[Available data]
----------------

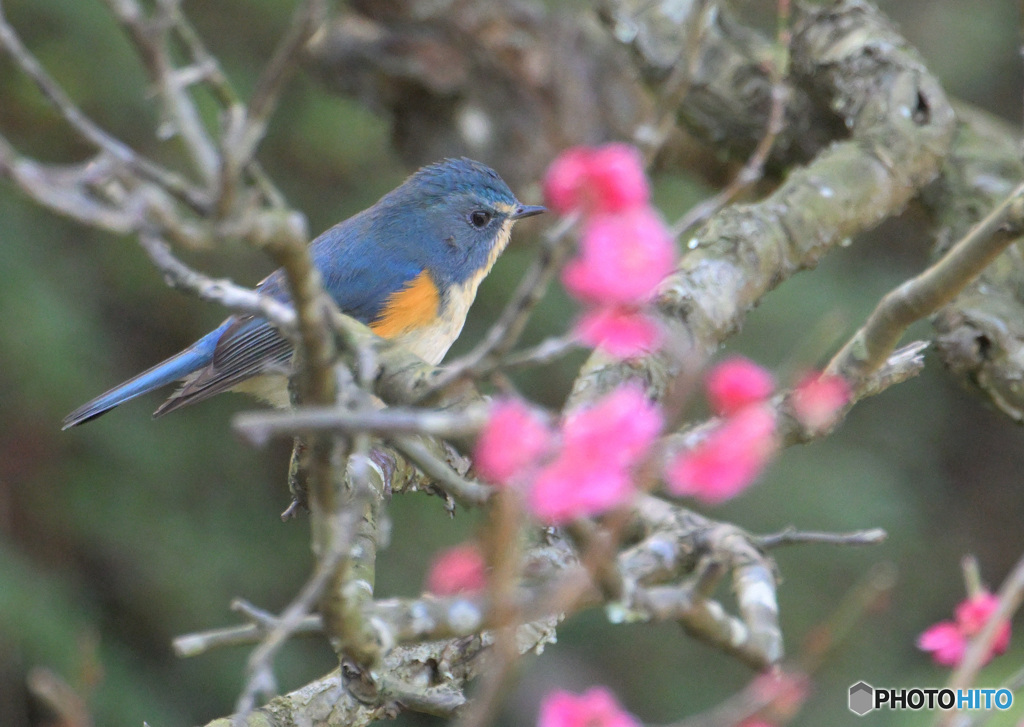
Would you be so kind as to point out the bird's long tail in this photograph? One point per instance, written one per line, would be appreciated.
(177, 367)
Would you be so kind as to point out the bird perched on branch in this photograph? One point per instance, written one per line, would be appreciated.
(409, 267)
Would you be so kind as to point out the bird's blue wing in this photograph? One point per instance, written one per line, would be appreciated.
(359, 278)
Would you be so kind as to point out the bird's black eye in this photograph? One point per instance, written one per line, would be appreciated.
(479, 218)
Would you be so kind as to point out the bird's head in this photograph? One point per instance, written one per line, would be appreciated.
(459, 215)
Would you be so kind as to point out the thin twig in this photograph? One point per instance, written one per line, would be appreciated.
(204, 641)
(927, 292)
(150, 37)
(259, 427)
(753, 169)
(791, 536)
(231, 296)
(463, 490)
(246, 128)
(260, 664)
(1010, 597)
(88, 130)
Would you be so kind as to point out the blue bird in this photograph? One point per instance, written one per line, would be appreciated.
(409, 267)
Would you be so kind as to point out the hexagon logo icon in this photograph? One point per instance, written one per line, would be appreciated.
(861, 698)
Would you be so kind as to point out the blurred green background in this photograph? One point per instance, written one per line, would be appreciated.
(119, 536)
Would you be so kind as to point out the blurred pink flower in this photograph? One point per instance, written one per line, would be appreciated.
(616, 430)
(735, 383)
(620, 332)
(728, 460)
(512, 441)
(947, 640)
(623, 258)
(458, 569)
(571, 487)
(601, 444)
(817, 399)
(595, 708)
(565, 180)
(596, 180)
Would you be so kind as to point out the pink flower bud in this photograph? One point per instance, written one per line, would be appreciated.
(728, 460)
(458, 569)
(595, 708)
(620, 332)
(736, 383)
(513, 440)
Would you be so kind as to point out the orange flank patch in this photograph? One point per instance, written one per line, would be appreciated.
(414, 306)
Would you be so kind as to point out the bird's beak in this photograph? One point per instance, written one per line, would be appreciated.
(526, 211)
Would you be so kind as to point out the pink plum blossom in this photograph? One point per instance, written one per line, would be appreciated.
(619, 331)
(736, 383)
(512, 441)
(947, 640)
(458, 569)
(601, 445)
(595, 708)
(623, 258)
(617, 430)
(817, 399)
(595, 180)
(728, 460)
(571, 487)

----------------

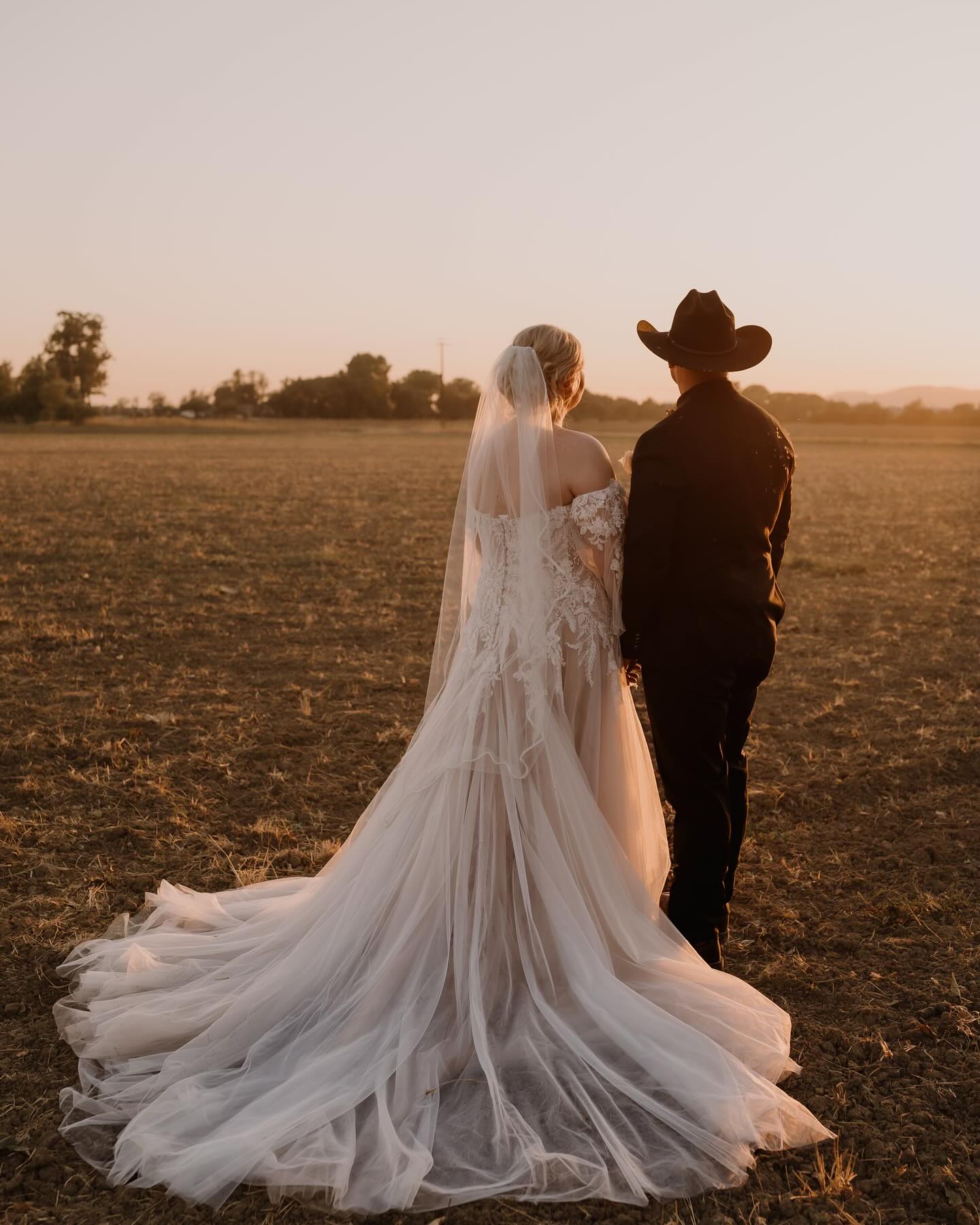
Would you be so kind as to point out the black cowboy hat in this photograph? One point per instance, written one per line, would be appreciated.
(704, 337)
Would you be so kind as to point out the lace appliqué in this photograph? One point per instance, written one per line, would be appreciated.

----------------

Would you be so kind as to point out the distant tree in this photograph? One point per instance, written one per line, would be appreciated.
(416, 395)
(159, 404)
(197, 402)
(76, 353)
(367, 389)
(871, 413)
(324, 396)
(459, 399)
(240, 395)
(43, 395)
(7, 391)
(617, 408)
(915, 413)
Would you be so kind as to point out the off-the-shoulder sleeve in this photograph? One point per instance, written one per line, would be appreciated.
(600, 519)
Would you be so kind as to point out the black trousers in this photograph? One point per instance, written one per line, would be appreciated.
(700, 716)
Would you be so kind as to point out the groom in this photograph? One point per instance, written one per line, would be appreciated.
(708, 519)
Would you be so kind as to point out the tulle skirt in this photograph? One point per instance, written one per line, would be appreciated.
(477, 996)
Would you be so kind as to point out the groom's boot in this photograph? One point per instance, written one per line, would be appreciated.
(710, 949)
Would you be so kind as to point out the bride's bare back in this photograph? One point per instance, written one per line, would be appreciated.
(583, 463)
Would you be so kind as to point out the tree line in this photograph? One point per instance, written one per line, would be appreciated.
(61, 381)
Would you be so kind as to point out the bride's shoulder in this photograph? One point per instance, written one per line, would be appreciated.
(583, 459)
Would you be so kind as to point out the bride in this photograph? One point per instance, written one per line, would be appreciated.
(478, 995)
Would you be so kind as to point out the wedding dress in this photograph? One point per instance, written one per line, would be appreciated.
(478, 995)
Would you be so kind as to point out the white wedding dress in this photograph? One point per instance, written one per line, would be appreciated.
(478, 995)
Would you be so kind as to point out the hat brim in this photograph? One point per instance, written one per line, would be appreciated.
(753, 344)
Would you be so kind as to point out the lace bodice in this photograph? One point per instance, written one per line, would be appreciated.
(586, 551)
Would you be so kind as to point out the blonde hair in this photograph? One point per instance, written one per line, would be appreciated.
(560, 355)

----------------

[Problem to work on] Collect each line of the records above that contains the word "blue", and copy those lines unchanged.

[Solution]
Would you be so kind as to point out the bird's blue wing in this photograph? One point per instance, written one per line, would be appreciated.
Would you be so kind as to point out the blue bird in this photograph? One point per instance, written one per line, would be appreciated.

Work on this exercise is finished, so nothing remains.